**Brief**
Write an exact copy of the entries below that leaves out all pictures.

**Data extracts**
********

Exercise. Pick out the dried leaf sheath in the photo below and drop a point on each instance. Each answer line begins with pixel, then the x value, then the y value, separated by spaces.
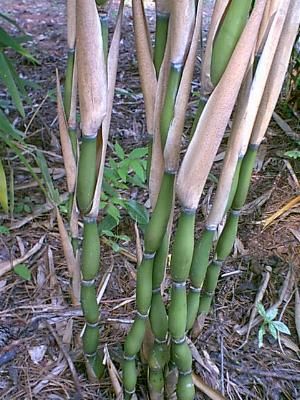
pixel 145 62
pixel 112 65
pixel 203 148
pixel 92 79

********

**Response box**
Exercise. Pick out the dried leaf sheath in the photo below and drop a point on each instance. Each answer line begins with pixel, then the x value, then the y value, separated by spaces.
pixel 145 62
pixel 112 65
pixel 203 148
pixel 92 79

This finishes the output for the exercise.